中でも日本グランプリレース予想(競馬予想に近いものがある・・・)記事は、AUTO SPORT誌の恒例で、誰がポールポジションを取るとか、何秒でどの車が走るかなどを予想する。傑作なのが予想スターティンググリッドを描き、スタート後第1コーナー突入時の順位予想も描かれていた。そして、誰が優勝し、どのくらいのタイムでゴールするかまでも予想するという記事であった。
さらにグランプリ終了後の号においては、その結果と予想の比較考察などもあったので本当に面白い雑誌であった。

 ところで前年参加しなかったトヨタもル・マンを狙ったのかCAN-AMなのか今ひとつ理解できない3リッターDOHCV8エンジンを搭載した トヨタ-7を開発し、この1戦に全てを賭ける。対するニッサンはプリンス時代からの栄光の軌跡を守るため、自社製V12エンジンの開発が遅れたため、形振り構わずシボレーエンジンを急遽輸入し自社製R381のシャーシに搭載してライバルを迎え撃つ。

与えられたデータ
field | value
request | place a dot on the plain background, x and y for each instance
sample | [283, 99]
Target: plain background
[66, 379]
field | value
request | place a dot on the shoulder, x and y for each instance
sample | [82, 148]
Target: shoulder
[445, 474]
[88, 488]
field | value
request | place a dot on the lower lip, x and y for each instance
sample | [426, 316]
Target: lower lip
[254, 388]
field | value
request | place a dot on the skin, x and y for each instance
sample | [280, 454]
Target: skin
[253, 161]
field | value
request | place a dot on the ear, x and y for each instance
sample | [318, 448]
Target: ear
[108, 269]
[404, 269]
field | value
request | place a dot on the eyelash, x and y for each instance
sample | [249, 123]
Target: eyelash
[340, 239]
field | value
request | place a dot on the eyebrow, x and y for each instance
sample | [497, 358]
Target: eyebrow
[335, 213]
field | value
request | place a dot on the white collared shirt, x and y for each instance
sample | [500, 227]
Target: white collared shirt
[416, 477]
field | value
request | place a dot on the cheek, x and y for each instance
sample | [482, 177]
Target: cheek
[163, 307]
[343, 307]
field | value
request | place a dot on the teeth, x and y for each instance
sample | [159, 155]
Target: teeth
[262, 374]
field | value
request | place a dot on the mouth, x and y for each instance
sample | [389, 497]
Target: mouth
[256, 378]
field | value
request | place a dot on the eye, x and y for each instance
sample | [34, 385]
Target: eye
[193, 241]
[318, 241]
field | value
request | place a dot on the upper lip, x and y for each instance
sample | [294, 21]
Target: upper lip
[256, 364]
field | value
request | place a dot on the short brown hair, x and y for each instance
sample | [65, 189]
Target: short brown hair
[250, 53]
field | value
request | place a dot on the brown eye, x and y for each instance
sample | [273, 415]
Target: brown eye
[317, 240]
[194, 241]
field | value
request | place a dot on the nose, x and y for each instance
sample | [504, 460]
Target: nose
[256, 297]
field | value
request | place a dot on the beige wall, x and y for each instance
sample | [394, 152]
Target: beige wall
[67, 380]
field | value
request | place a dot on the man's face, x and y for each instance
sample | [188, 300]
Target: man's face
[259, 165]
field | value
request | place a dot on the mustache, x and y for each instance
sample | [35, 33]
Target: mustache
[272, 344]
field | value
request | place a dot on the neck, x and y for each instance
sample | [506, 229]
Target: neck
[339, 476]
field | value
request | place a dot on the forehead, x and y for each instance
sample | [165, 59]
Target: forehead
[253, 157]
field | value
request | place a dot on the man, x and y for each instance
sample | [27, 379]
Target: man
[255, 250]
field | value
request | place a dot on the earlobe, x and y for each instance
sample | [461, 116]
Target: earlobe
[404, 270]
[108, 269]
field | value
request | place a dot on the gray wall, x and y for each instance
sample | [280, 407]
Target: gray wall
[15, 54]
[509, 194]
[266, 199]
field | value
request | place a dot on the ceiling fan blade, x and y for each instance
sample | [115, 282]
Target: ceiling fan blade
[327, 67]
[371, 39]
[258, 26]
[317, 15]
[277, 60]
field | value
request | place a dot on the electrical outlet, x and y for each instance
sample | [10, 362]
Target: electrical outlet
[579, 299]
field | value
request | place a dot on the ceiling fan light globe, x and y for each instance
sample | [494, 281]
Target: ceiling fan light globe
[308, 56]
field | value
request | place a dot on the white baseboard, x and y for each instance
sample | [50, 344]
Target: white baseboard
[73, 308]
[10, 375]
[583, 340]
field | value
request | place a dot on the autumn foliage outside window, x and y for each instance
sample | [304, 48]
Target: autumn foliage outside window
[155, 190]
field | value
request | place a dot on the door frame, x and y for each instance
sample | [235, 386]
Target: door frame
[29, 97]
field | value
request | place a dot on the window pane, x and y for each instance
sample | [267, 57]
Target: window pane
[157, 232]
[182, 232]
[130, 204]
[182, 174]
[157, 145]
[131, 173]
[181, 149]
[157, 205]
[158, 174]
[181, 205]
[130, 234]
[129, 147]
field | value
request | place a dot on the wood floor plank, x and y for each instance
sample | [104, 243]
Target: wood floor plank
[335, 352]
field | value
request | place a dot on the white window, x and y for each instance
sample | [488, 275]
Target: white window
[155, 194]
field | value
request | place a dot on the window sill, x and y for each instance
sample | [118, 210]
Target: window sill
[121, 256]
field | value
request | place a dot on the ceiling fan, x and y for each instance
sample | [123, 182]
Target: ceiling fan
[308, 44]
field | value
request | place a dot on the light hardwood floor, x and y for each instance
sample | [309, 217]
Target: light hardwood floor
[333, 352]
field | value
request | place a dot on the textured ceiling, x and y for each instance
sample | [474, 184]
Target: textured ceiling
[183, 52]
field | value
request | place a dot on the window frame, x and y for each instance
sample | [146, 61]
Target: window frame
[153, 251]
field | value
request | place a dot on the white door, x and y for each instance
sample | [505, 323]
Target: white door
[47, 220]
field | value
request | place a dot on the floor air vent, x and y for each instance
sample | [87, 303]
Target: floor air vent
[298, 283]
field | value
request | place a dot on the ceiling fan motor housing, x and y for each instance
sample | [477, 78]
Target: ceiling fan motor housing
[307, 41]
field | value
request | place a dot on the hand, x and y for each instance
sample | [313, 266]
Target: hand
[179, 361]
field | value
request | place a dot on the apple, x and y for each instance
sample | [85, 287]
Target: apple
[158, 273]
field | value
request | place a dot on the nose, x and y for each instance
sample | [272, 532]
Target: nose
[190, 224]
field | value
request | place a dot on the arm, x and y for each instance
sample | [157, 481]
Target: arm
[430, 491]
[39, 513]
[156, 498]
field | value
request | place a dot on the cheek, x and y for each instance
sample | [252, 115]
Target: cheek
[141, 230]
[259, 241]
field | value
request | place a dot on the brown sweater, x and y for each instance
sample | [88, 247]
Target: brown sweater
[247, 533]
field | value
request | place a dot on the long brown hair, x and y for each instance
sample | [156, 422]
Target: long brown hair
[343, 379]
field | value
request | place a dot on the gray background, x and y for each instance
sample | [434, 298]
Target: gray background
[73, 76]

設問
a. 日本グランプリを扱った本文の、「中でも日本グランプリレース予」を含む箇所から「予想するという記事であった。」までを、「第1コーナー」を「第2コーナー」に置き換えて書き直しなさい。
b. 日本グランプリを扱った本文について、次の問いに答えなさい。
(i) 日本グランプリレース予想の記事は、どの雑誌の恒例だったか。
(ii) トヨタが開発したトヨタ-7には、どのようなエンジンが搭載されたか。
(iii) ニッサンは、輸入したシボレーエンジンを何のシャーシに搭載したか。
c. 日本グランプリを扱った本文について、次の各文が本文の内容と合っているかどうかを「はい」か「いいえ」で答え、判断の根拠となる本文の語句をそのまま引用しなさい。
(i) 予想記事には、スタート後の第1コーナー突入時の順位予想も描かれていた。
(ii) トヨタは前年もこのレースに参加していた。
(iii) ニッサンは、自社製V12エンジンの開発が予定どおりに進んだので、それを搭載した。

解答
a.
中でも日本グランプリレース予想(競馬予想に近いものがある・・・)記事は、AUTO SPORT誌の恒例で、誰がポールポジションを取るとか、何秒でどの車が走るかなどを予想する。傑作なのが予想スターティンググリッドを描き、スタート後第2コーナー突入時の順位予想も描かれていた。そして、誰が優勝し、どのくらいのタイムでゴールするかまでも予想するという記事であった。

b.
(i) AUTO SPORT誌
(ii) 3リッターDOHCV8エンジン
(iii) 自社製R381のシャーシ

c.
(i) はい。「スタート後第1コーナー突入時の順位予想も描かれていた」
(ii) いいえ。「前年参加しなかったトヨタ」
(iii) いいえ。「自社製V12エンジンの開発が遅れたため、形振り構わずシボレーエンジンを急遽輸入し」